Pointing records:
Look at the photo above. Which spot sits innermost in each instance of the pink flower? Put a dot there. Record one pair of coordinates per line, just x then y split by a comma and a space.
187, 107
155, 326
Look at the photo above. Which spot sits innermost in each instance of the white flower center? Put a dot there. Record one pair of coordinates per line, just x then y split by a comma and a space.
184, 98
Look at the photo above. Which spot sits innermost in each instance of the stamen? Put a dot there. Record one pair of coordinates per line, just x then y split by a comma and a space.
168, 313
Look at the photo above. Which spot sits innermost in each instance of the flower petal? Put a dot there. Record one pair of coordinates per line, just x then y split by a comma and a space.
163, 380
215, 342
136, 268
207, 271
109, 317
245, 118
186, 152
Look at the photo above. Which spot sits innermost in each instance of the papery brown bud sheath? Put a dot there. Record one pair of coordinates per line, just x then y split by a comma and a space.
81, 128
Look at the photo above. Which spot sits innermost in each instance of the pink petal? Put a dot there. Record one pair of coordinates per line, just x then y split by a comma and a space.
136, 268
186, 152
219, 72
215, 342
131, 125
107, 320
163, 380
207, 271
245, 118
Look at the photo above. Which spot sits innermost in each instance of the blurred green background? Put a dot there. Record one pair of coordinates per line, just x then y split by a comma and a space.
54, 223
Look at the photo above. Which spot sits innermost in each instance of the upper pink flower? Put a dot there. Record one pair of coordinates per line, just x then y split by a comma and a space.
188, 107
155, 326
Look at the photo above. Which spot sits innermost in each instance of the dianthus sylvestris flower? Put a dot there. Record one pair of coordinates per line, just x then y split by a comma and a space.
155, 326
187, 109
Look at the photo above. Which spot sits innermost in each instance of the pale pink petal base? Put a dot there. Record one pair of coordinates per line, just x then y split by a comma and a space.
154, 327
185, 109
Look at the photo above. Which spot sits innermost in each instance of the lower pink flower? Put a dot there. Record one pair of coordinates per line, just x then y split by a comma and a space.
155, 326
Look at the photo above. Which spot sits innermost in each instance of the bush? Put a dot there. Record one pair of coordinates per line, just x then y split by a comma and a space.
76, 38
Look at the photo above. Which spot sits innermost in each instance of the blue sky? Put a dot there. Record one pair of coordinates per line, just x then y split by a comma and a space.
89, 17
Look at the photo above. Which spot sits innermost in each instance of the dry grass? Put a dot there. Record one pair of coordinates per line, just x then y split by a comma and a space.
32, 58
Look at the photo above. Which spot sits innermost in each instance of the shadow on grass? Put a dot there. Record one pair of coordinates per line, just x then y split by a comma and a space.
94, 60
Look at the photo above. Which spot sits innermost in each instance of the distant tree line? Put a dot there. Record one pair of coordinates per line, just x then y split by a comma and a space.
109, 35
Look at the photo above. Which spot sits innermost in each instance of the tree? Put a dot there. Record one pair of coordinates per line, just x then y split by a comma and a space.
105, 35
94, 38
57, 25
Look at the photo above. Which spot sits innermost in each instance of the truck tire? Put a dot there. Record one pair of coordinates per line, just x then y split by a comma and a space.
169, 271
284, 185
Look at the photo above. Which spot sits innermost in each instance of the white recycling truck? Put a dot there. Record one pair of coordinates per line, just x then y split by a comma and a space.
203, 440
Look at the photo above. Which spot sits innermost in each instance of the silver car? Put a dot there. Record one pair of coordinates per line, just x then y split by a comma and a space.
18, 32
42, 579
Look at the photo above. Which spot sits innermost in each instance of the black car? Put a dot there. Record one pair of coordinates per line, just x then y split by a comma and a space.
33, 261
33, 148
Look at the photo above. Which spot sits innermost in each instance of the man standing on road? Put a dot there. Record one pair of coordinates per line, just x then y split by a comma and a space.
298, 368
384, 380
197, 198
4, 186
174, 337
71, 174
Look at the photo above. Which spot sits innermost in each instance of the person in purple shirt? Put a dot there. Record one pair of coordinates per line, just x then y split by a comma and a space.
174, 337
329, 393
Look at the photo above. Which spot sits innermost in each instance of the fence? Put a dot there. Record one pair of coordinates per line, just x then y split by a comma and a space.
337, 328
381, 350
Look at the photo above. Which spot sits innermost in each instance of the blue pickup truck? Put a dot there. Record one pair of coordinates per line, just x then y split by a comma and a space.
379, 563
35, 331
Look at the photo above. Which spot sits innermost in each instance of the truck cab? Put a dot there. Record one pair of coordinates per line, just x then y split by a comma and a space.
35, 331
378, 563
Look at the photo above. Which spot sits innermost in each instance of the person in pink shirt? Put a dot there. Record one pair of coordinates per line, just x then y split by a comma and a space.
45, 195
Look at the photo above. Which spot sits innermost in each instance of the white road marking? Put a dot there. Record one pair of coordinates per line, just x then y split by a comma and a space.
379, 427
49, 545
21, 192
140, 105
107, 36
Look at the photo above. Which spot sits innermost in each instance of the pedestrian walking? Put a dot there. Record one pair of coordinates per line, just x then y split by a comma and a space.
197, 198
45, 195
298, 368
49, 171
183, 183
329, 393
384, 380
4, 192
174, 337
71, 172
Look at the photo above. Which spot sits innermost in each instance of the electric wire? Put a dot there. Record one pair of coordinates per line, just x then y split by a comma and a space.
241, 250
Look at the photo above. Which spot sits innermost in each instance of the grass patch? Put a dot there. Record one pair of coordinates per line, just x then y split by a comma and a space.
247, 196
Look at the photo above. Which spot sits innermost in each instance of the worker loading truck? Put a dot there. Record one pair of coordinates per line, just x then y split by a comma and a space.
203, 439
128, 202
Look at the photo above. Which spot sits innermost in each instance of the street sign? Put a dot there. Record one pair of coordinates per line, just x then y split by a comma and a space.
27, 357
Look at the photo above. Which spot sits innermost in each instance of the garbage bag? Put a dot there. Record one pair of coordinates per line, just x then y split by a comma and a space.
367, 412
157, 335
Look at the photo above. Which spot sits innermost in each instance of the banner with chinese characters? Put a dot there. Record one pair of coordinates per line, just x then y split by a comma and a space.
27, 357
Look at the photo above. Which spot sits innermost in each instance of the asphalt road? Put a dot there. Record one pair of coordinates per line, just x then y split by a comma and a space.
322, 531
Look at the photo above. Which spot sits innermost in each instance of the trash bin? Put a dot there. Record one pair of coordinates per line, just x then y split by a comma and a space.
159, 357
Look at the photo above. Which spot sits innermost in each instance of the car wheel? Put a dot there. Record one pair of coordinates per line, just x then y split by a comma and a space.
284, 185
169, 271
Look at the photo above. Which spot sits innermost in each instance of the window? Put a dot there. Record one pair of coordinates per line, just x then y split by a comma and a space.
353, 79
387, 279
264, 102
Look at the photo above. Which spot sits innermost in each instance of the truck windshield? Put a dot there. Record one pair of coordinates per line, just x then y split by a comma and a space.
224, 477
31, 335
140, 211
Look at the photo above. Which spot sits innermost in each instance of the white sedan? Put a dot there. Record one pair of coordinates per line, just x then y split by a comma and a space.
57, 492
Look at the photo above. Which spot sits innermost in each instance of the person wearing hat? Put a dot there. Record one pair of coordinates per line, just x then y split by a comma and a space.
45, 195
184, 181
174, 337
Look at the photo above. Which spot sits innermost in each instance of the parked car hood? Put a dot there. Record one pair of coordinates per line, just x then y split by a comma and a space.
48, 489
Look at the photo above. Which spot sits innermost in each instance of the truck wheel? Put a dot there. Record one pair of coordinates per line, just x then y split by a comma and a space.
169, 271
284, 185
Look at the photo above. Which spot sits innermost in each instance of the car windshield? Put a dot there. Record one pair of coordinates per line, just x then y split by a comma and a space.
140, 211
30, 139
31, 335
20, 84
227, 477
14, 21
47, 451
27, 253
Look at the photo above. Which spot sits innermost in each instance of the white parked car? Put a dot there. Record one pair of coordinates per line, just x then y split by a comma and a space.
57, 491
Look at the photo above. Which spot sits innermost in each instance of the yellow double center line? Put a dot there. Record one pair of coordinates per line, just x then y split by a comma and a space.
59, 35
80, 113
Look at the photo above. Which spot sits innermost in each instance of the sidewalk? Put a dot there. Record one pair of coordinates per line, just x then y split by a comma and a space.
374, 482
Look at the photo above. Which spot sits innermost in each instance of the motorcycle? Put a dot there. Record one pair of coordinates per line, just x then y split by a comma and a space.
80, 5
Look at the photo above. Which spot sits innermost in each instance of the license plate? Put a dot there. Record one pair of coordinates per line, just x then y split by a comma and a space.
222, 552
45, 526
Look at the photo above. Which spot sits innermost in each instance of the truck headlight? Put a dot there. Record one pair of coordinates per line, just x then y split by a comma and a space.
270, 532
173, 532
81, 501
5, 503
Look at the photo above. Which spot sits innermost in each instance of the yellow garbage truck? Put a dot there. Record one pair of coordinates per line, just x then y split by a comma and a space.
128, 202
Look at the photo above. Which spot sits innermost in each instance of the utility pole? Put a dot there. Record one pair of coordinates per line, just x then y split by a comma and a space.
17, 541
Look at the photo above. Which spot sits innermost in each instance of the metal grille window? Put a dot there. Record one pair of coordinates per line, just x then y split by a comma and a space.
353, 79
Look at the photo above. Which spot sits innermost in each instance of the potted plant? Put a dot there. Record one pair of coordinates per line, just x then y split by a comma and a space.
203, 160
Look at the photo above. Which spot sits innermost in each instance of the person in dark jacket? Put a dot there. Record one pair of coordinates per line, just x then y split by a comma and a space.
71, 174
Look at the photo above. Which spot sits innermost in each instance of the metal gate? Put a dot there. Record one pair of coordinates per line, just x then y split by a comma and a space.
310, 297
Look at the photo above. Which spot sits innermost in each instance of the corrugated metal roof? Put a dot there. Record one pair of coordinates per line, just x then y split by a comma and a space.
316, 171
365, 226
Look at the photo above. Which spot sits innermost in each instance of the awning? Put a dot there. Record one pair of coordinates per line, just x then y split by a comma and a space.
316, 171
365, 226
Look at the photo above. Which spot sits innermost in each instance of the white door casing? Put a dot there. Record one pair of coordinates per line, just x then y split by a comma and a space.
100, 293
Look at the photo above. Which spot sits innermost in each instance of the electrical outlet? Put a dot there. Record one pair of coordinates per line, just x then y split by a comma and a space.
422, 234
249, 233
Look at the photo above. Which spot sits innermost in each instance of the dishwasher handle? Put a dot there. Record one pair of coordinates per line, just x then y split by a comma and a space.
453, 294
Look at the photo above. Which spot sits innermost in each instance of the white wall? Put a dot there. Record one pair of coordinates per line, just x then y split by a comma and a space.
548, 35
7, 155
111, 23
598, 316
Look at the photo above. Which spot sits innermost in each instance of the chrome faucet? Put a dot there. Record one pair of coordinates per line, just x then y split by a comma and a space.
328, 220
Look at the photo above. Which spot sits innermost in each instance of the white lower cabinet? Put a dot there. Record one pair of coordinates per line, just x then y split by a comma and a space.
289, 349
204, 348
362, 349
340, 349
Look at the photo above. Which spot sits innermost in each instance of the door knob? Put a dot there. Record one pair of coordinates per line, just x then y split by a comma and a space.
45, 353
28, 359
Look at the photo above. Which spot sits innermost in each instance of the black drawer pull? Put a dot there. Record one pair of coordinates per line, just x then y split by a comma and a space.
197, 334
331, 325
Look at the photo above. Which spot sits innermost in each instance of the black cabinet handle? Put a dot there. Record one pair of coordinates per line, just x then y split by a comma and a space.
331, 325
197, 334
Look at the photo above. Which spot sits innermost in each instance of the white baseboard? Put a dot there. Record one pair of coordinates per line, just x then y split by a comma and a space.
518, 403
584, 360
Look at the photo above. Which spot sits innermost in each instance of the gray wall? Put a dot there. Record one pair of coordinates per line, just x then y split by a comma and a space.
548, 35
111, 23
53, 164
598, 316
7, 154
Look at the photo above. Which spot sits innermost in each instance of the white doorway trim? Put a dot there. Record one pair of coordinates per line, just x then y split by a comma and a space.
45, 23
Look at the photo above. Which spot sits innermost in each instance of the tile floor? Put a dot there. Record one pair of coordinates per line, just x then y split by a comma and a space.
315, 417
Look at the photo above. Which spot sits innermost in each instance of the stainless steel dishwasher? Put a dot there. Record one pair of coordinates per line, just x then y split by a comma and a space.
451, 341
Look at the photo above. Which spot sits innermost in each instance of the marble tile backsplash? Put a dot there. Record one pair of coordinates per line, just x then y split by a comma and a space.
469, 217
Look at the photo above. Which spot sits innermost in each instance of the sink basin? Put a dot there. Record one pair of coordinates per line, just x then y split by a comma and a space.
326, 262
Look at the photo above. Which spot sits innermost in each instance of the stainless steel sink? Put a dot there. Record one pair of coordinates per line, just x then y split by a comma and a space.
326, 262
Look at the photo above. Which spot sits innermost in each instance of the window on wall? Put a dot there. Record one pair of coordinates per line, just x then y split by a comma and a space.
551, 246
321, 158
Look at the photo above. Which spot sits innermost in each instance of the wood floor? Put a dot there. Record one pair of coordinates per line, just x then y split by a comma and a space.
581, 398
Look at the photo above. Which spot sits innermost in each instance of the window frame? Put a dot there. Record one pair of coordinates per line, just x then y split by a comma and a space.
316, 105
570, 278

Your task: Copy only this span: the line that contains "of the gray", the last line, and every line between them.

Answer for this exercise:
Look at the photo above. Which spot sits innermost in each instance of the gray wall? Put a dot there. Record one pair of coordinates per line, just x then y split by a comma and a space.
548, 35
111, 23
53, 164
598, 316
7, 154
Look at the photo above. Which spot sits innermost in each instance of the white doorway trim? Put a dot there. Record one pair of coordinates per line, just x then y split by a comma and a space.
45, 23
Look at the photo above. Which spot sits innermost in each instance of the tile floor? Put a dot there. Record one pair of coordinates per line, just x then y split by a comma and a space.
315, 417
Look at the photo above. Which spot sits innermost in each instance of the stainless steel dishwasher? Put a dot there. Record one pair of coordinates per line, just x then y split by a comma and a space.
451, 341
Look at the photo above. Which spot sits innermost in each instance of the marble tile backsplash? Put a dot there. Record one pair of coordinates per line, just x then y split by a comma and a space.
469, 217
Look at the photo above. Which spot sits innermost in each instance of the sink basin? Put a dot there. Record one pair of coordinates per line, just x then y split by a comma and a space.
326, 262
Look at the photo above. Which spot sits innermost in each instance of the stainless steel sink? Put a dot there. Record one pair of coordinates per line, just x then y split by a comma and a space.
326, 262
Look at the photo above. Which spot sits innermost in each instance of the window on wall? Put a dot there. Record one pair of coordinates per line, just x then y split by a comma and a space.
551, 246
321, 158
Look at the photo above. Which spot sits innermost in each instance of the wood floor? Put a dot there. Record one pair of coordinates per line, just x then y split by a comma and a space.
581, 398
Look at the photo above. Which spot sits innermost in each instance of the window frame? Put a dot there. Record one pair of coordinates per line, just x then y split by a comma and a space.
316, 105
570, 278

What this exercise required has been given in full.